- DATA RECORDS -
━━━━━━

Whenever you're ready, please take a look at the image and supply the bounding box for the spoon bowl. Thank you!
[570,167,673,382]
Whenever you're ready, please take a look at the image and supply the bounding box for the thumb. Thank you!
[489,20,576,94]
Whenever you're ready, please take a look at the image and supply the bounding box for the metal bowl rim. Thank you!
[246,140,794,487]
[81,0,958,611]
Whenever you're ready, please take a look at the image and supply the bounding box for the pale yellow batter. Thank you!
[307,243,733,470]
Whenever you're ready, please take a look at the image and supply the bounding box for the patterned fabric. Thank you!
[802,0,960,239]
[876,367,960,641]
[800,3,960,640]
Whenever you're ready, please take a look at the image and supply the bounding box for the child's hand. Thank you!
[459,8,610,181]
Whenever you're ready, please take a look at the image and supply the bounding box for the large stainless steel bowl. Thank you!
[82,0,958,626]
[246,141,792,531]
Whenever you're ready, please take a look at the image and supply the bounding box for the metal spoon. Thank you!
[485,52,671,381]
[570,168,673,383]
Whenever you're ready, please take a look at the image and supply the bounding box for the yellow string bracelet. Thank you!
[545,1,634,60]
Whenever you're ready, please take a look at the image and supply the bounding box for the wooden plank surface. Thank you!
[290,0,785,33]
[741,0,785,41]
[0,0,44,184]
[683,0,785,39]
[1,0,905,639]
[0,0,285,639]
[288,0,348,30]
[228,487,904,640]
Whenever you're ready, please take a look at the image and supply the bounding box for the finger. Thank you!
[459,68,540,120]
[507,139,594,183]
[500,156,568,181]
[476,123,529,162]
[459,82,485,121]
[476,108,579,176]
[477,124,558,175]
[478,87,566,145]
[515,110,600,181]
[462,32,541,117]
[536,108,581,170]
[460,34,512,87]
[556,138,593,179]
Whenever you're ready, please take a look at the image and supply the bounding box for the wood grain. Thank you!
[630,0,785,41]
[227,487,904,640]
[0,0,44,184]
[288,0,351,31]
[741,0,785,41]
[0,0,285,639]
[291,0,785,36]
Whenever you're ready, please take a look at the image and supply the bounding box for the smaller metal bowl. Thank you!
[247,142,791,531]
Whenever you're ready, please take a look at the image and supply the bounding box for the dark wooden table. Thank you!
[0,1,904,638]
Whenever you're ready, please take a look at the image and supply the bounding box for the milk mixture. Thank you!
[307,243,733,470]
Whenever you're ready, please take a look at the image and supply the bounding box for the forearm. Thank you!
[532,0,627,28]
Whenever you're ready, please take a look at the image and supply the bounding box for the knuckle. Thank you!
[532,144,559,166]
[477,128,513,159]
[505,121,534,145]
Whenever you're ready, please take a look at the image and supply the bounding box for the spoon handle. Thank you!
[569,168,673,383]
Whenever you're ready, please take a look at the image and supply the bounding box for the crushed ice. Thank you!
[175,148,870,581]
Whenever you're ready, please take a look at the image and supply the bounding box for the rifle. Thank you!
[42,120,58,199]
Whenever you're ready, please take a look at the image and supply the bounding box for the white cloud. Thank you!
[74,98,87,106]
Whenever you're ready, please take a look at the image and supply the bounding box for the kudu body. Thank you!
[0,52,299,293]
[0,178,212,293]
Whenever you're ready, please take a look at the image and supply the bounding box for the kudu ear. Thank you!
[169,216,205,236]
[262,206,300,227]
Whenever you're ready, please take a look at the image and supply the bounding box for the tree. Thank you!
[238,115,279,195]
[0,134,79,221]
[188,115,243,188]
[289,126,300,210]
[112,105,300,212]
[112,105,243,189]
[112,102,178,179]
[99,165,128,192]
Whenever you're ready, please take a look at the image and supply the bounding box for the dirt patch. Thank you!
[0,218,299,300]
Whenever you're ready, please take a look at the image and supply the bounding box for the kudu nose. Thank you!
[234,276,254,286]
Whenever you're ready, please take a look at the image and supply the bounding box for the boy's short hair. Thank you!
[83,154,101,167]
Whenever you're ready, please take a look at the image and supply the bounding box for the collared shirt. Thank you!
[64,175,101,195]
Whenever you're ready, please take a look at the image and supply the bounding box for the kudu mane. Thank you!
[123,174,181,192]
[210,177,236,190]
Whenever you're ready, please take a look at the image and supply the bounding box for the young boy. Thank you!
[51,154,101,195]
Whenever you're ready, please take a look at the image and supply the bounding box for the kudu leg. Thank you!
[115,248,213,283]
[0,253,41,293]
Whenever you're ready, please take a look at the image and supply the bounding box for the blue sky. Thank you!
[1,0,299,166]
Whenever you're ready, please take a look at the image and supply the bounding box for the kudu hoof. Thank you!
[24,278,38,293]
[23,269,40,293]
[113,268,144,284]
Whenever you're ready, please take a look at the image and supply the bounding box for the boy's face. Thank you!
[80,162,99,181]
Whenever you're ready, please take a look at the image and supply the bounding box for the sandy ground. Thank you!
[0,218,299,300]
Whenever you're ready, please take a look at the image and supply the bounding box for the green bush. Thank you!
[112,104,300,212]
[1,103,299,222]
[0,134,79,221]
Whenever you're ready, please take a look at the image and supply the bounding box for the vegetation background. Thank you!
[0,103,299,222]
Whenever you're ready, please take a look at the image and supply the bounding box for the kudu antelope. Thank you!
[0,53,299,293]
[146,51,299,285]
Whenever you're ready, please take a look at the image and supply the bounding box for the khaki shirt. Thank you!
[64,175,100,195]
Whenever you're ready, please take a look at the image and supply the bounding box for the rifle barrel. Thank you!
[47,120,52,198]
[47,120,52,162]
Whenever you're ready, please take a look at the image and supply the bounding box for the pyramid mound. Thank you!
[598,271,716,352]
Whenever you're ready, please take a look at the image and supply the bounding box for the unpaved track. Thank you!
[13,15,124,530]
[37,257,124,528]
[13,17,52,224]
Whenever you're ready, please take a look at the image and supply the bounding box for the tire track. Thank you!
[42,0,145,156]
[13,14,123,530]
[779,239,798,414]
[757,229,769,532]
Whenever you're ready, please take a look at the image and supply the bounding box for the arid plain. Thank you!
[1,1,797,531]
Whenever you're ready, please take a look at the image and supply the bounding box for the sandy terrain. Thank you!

━━━━━━

- AIM OF THE TASK -
Retype the data in full, precisely as given.

- ANSWER TO THIS PROBLEM -
Whenever you're ready, please take a look at the image and supply the bounding box for the spoon bowl. Thank you!
[570,167,673,382]
Whenever you're ready, please take a look at the image and supply the bounding box for the thumb. Thank you!
[489,20,576,94]
Whenever you're ready, please take a look at the image and supply the bounding box for the metal bowl rim. Thank you!
[246,140,794,487]
[81,0,958,611]
Whenever you're ready, please take a look at the image and supply the bounding box for the pale yellow batter. Thank you!
[307,243,733,470]
Whenever you're ready, please take a look at the image and supply the bounding box for the patterned fabric. Thank you!
[802,0,960,239]
[876,367,960,641]
[800,3,960,640]
Whenever you're ready, please take a look at the image and supply the bounding box for the child's hand. Thank you!
[459,8,610,181]
Whenever you're ready, please take a look at the image and supply the bounding box for the large stainless steel bowl. Thank you!
[82,0,958,626]
[246,141,792,531]
Whenever you're ready, please take a look at the image and supply the bounding box for the metal spoon. Thank you!
[485,52,671,381]
[570,168,673,383]
Whenever you're ready, please take a look at the image and supply the bounding box for the yellow string bracelet. Thank you!
[545,1,634,60]
Whenever you're ready, please take a look at the image and supply the bounding box for the wooden plank surface. Thank you!
[290,0,785,33]
[741,0,785,41]
[0,0,44,184]
[683,0,785,39]
[1,0,905,639]
[0,0,285,639]
[288,0,348,30]
[228,487,904,640]
Whenever you're ready, please take a look at the image and supply the bounding box for the finger. Thank you!
[459,68,540,120]
[507,139,594,183]
[500,156,568,181]
[476,123,529,162]
[459,82,485,121]
[476,108,579,176]
[477,124,558,175]
[478,87,566,145]
[515,110,600,181]
[462,32,541,117]
[536,108,581,170]
[460,34,512,87]
[556,138,593,179]
Whenever you're ready, please take a look at the image and supply the bounding box for the wood grain. Thank you!
[630,0,785,41]
[227,487,904,640]
[0,0,44,184]
[288,0,351,31]
[741,0,785,41]
[0,0,285,639]
[291,0,785,36]
Whenever you're ready, please take a look at the image and supply the bounding box for the smaller metal bowl. Thank you!
[247,142,791,531]
Whenever you're ready, please take a look at the image and supply the bounding box for the dark wooden table. Thank you!
[0,1,904,638]
Whenever you're ready, please take a look at the image and supply the bounding box for the milk mixture. Thank you!
[307,243,733,470]
Whenever you're ready, please take a look at the image and supply the bounding box for the forearm. Thank you!
[532,0,627,28]
Whenever you're ready, please take a look at the image and supply the bounding box for the knuckle. Thank you!
[532,144,559,166]
[477,128,513,159]
[505,121,534,145]
Whenever you're ready, please take a look at the image and supply the bounding box for the spoon handle. Thank you!
[569,168,673,383]
Whenever you're ready, please take a look at the image and supply the bounding box for the crushed ice. Thank you!
[175,148,870,581]
Whenever you're ready, please take a look at the image and supply the bounding box for the rifle. Thank you!
[42,120,58,199]
Whenever you're ready, please take a look at the image and supply the bounding box for the white cloud. Thank you!
[74,98,87,106]
Whenever you're ready, please take a look at the image and supply the bounding box for the kudu body. Thank you!
[0,52,299,293]
[0,178,212,293]
Whenever you're ready, please take a look at the image and supply the bounding box for the kudu ear. Thank you!
[169,216,205,236]
[262,206,300,227]
Whenever you're ready, please take a look at the image and supply the bounding box for the tree. Thank you!
[238,115,279,195]
[0,134,79,221]
[188,115,243,188]
[289,126,300,210]
[112,105,300,212]
[112,105,243,189]
[112,102,178,179]
[99,165,128,192]
Whenever you're ready, please take a look at the image and supply the bounding box for the dirt patch. Thank you!
[0,218,299,300]
Whenever you're ready, please take a look at the image and supply the bounding box for the kudu nose. Thank you!
[234,276,254,286]
Whenever you're ready, please take a look at the image and supply the bounding box for the boy's short hair. Thank you!
[83,154,101,167]
Whenever you're ready, please take a look at the image and supply the bounding box for the collared shirt. Thank you!
[64,175,101,195]
Whenever you're ready, please take a look at the image and supply the bounding box for the kudu mane. Thank you!
[123,174,181,192]
[210,177,236,190]
Whenever you're ready, please take a look at the image and supply the bounding box for the young boy. Thank you!
[51,154,101,195]
Whenever you're ready, please take a look at the image and supply the bounding box for the kudu leg. Thank you!
[115,248,213,283]
[0,253,41,293]
Whenever you're ready, please take a look at the image and supply the bounding box for the blue sky. Thank you!
[1,0,299,166]
Whenever you're ready, please take a look at the image and supply the bounding box for the kudu hoof. Thank you!
[24,278,38,293]
[23,269,40,293]
[113,268,144,284]
Whenever you're ready, please take a look at the image and supply the bounding box for the boy's face. Thank you!
[80,162,99,181]
Whenever you're ready, please take a look at the image and supply the bounding box for the sandy ground. Thank you!
[0,218,299,300]
Whenever you're ready, please take a look at the image and supply the bounding box for the green bush. Thank you!
[112,104,300,212]
[1,103,299,222]
[0,134,79,221]
Whenever you're ready, please take a look at the image and supply the bounding box for the vegetation background. Thank you!
[0,103,299,222]
Whenever you're ready, please take a look at the image and supply the bounding box for the kudu antelope. Thank you!
[0,53,299,293]
[146,51,299,285]
Whenever you're ready, please take a look at the image and supply the bounding box for the khaki shirt. Thank you!
[64,175,100,195]
Whenever you're ready, please take a look at the image and supply the bounding box for the rifle barrel. Thank you!
[47,120,52,198]
[47,120,52,162]
Whenever you're ready, please take a look at the image and supply the bounding box for the pyramid mound. Thank you!
[598,271,716,352]
Whenever you're ready, please take a look at the image and supply the bounding box for the unpaved track. Thank you!
[13,15,124,530]
[37,257,124,528]
[13,17,52,224]
Whenever you're ready, please take a look at the image and supply the bounding box for the tire track. Thank you!
[42,0,145,156]
[13,14,123,530]
[779,239,798,414]
[757,229,769,532]
Whenever you're ready, please take a look at the image and supply the bounding box for the arid plain. Thank you!
[1,1,797,531]
Whenever you're ready, please take a look at the image and supply the bounding box for the sandy terrain. Thank you!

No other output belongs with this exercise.